====== THE DATA

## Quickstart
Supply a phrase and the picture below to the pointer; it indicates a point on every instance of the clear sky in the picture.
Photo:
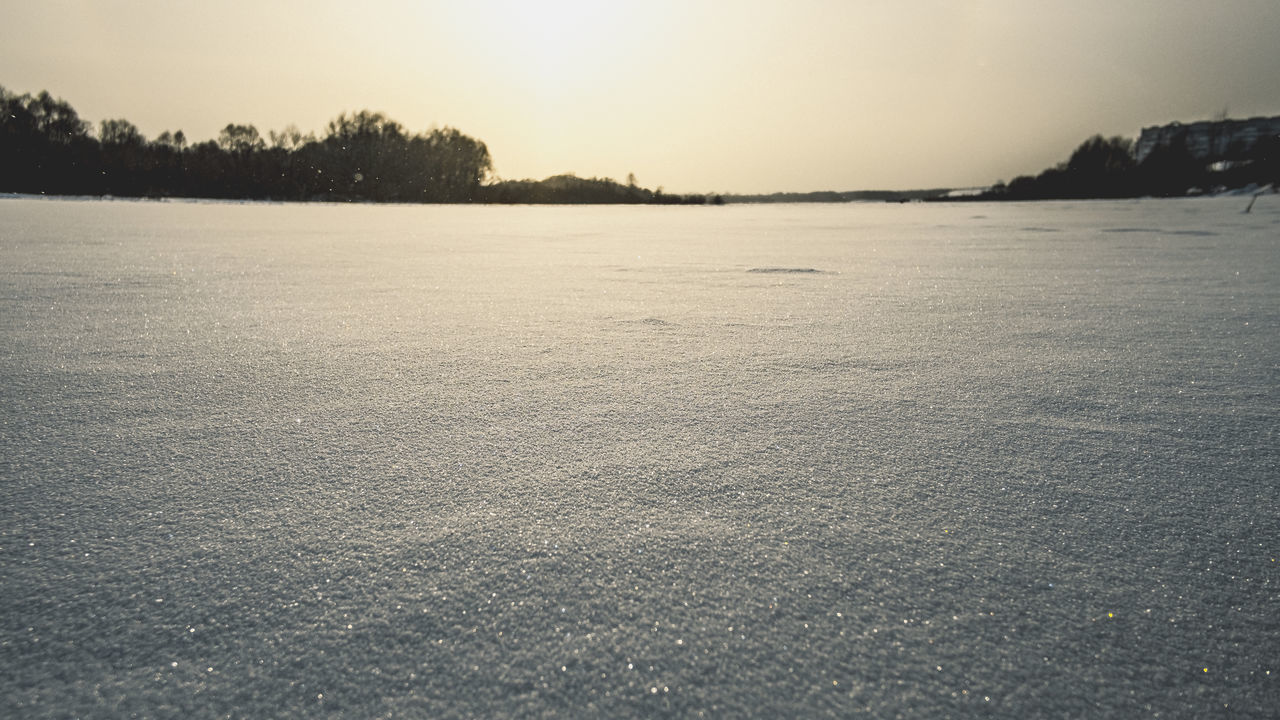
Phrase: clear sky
(693, 95)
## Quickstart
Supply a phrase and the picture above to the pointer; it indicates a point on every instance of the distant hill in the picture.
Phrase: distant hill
(846, 196)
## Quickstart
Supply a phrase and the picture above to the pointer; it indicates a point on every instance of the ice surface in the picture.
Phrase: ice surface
(800, 460)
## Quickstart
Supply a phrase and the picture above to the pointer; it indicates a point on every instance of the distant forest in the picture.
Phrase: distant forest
(1107, 167)
(45, 147)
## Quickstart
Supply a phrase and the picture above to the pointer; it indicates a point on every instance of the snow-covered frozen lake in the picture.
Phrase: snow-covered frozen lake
(780, 461)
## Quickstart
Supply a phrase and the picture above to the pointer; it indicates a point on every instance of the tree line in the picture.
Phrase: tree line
(45, 147)
(1107, 167)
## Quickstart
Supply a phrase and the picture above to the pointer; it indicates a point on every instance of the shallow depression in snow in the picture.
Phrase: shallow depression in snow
(800, 460)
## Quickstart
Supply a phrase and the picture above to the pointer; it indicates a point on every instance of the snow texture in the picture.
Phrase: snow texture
(781, 461)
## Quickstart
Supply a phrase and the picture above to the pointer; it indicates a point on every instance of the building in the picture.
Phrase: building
(1210, 140)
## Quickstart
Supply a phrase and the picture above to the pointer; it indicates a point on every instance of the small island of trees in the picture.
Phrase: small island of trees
(46, 149)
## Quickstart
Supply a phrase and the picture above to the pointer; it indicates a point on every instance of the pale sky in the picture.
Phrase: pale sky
(691, 95)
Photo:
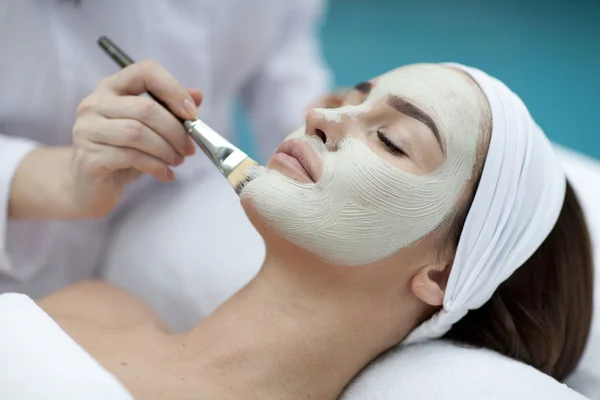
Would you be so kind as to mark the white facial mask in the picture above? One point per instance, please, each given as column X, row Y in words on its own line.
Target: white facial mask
column 363, row 209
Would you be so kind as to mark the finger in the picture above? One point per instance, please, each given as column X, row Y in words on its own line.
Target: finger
column 151, row 114
column 132, row 134
column 149, row 76
column 126, row 158
column 196, row 96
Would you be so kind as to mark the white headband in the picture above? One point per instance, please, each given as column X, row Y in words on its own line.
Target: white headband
column 517, row 203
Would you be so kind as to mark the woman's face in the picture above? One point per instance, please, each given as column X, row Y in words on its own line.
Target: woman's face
column 359, row 183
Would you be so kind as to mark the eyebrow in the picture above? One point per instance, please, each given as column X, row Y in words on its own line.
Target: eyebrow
column 409, row 109
column 364, row 87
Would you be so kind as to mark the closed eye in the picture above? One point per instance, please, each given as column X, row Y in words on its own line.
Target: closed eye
column 390, row 146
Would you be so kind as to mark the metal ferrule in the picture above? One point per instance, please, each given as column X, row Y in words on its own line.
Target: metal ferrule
column 223, row 154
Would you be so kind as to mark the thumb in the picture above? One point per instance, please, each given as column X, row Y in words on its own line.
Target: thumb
column 196, row 95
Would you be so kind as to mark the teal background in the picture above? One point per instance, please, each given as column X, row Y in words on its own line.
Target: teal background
column 548, row 52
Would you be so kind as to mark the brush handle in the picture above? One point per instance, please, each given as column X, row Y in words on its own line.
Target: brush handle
column 123, row 60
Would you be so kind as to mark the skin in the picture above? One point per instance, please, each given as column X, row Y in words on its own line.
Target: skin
column 285, row 335
column 117, row 136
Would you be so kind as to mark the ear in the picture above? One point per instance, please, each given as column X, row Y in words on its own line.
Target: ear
column 429, row 284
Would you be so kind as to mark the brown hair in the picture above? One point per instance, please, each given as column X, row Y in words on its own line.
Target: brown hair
column 541, row 315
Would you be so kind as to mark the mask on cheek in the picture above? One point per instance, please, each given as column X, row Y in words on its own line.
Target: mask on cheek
column 363, row 209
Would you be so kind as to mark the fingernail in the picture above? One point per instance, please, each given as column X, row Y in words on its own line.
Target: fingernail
column 190, row 148
column 170, row 174
column 190, row 108
column 178, row 159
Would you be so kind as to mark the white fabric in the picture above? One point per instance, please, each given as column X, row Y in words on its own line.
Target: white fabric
column 264, row 52
column 517, row 203
column 440, row 370
column 184, row 280
column 39, row 361
column 175, row 281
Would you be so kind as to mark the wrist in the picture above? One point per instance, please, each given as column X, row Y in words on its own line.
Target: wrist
column 43, row 186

============

*DIRECTIONS FOR THIS TASK*
The required answer is each line of the data in which the word "pointer" appears.

*SOLUTION BELOW*
Supply a phrase and the picture below to the pointer; it indicates a point on every instance of the clear sky in the picture.
Supply a phrase and the picture above to the pointer; it indicates a point on every instance of the distant hill in the picture.
Supply a phrase and the picture above to the pointer; it indicates a point on every instance of the ice surface in the picture.
Supply a phrase and the picture above to the pointer; it indicates a point on every instance of the distant forest in the picture.
Supply a phrase and the picture above to the pointer; it indicates a point on every instance of the snow-covered frozen lake in the picture.
Supply a phrase and the picture above to the pointer; it indicates a point on every instance of the tree line in the picture.
Supply a phrase and the picture above to the pointer; it indicates a point on every instance of the shallow depression in snow in the picture.
Supply a phrase and the picture above to the pointer; it indicates a point on every instance of the snow texture in the picture.
Supply a phrase and the picture above to the pointer; it indicates a point on every instance of the building in the picture.
Supply a phrase and the picture above to the pointer; it indicates a point on every instance of the small island of trees in the picture.
Supply a phrase and the picture above to the pointer; it indicates a point on every instance of the pale sky in the picture.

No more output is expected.